__Selected extract__
= = = = =

For comparison, we compared the performance of His‐MMDM with two GAN‐based models, CycleGAN [26] and CUT [34]. To translate images from domain X to domain Y, CycleGAN simultaneously establishes two GANs where one translates images from X to Y and the other from Y to X. To ensure the consistency of the translated images, a cycle‐consistency loss is imposed to ensure the invariance when an image is translated from X to Y and then back from Y to X. The other GAN‐based model, CUT, resorts to a different approach. CUT establishes only one GAN model to achieve one‐way translation from X to Y. It ensures consistency of translation using patchwise contrastive learning [85, 86] to encourage image patches of the source and translated images of the same location to be similar.

= = = = =

__Record excerpts__

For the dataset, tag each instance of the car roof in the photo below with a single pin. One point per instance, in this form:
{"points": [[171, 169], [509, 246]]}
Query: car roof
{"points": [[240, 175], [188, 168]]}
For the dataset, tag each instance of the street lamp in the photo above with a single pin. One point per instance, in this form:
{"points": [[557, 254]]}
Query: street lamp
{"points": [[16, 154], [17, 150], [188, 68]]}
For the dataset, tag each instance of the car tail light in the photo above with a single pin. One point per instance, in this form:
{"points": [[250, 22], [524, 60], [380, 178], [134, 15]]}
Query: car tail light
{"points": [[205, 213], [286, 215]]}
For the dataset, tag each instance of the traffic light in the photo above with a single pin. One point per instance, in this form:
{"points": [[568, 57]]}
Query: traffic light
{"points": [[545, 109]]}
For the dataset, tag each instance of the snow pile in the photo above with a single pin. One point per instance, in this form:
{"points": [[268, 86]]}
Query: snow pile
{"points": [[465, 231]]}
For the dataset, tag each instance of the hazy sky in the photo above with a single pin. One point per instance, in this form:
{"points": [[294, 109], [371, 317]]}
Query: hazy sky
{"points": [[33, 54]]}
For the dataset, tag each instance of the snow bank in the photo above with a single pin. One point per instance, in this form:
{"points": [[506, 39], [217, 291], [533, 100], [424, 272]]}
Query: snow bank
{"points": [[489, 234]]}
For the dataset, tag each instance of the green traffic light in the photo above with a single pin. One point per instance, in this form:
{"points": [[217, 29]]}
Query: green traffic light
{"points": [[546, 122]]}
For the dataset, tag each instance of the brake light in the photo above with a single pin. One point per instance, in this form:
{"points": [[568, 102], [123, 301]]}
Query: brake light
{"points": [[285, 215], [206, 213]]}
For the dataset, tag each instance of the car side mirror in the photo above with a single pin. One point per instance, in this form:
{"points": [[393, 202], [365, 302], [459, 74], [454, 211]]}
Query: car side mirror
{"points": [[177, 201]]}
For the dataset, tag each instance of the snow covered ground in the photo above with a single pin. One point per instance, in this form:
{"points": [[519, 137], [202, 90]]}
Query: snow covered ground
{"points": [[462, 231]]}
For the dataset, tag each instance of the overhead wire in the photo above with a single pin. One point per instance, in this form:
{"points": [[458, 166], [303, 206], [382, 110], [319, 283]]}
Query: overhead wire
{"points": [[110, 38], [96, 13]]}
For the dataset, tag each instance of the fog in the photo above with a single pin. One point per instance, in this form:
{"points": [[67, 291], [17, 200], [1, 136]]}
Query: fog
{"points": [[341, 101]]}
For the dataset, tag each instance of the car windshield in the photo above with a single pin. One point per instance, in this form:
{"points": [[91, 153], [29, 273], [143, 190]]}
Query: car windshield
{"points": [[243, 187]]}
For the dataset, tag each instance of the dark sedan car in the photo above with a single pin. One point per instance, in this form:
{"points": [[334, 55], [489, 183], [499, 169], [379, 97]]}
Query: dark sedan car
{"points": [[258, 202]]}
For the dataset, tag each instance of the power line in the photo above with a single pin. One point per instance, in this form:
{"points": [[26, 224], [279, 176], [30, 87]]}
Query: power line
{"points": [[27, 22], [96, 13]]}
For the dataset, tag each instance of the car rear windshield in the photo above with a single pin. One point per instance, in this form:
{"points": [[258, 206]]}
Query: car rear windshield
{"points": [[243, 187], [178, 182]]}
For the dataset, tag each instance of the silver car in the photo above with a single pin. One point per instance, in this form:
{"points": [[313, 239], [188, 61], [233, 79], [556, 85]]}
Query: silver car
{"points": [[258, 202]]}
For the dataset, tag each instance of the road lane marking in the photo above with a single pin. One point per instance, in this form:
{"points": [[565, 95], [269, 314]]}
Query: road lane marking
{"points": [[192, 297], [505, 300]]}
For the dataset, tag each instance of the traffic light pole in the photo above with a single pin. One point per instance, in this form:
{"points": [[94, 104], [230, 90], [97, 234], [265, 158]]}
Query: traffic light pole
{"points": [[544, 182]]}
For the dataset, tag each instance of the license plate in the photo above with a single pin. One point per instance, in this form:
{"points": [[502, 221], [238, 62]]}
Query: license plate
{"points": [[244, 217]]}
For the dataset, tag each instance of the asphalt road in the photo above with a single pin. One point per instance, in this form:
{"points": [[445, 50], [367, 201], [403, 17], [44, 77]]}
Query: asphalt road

= = = = =

__Exercises to complete__
A - Write out the passage comparing the GAN-based models from "For comparison, we" to "to be similar.".
B - According to the passage comparing the GAN-based models, what method does CUT use to ensure consistency of translation?

__Outputs for the tasks__
A -
For comparison, we compared the performance of His‐MMDM with two GAN‐based models, CycleGAN [26] and CUT [34]. To translate images from domain X to domain Y, CycleGAN simultaneously establishes two GANs where one translates images from X to Y and the other from Y to X. To ensure the consistency of the translated images, a cycle‐consistency loss is imposed to ensure the invariance when an image is translated from X to Y and then back from Y to X. The other GAN‐based model, CUT, resorts to a different approach. CUT establishes only one GAN model to achieve one‐way translation from X to Y. It ensures consistency of translation using patchwise contrastive learning [85, 86] to encourage image patches of the source and translated images of the same location to be similar.

B - Patchwise contrastive learning